● **Activity**
Identify each line below containing the word "positive" and copy it out. Case counts.

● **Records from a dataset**

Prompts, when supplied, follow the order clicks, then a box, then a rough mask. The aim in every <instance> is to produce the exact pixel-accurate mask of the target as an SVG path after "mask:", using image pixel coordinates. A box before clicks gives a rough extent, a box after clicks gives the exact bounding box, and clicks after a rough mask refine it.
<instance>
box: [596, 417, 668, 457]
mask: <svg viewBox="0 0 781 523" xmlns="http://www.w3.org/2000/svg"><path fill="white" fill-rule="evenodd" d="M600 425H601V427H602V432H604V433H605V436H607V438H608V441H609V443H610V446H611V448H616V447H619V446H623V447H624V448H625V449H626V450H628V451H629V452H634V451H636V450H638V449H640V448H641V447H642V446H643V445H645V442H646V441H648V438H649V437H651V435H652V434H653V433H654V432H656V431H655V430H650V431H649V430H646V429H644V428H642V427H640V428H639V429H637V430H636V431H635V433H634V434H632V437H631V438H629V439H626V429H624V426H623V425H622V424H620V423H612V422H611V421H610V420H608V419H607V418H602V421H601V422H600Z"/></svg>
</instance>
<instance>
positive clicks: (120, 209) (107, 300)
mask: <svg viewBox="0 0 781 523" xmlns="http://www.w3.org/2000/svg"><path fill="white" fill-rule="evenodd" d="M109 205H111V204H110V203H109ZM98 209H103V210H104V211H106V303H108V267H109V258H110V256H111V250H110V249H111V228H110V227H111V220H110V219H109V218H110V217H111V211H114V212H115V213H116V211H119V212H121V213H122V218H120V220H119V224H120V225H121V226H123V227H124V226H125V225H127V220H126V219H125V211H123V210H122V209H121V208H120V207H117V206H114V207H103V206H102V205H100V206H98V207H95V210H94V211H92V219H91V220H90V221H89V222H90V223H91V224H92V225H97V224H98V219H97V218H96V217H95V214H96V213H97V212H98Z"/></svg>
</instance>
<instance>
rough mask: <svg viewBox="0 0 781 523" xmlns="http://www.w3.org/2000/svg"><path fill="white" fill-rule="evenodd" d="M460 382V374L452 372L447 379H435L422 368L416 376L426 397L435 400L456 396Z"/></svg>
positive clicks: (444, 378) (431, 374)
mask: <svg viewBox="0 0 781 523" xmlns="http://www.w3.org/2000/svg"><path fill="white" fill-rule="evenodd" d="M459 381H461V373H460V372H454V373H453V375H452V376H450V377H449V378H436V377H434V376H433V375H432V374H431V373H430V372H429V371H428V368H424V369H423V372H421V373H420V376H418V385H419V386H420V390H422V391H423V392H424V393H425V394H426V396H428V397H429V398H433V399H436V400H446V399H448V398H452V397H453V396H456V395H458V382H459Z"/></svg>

● **Completed task**
positive clicks: (120, 209) (107, 300)
positive clicks: (444, 378) (431, 374)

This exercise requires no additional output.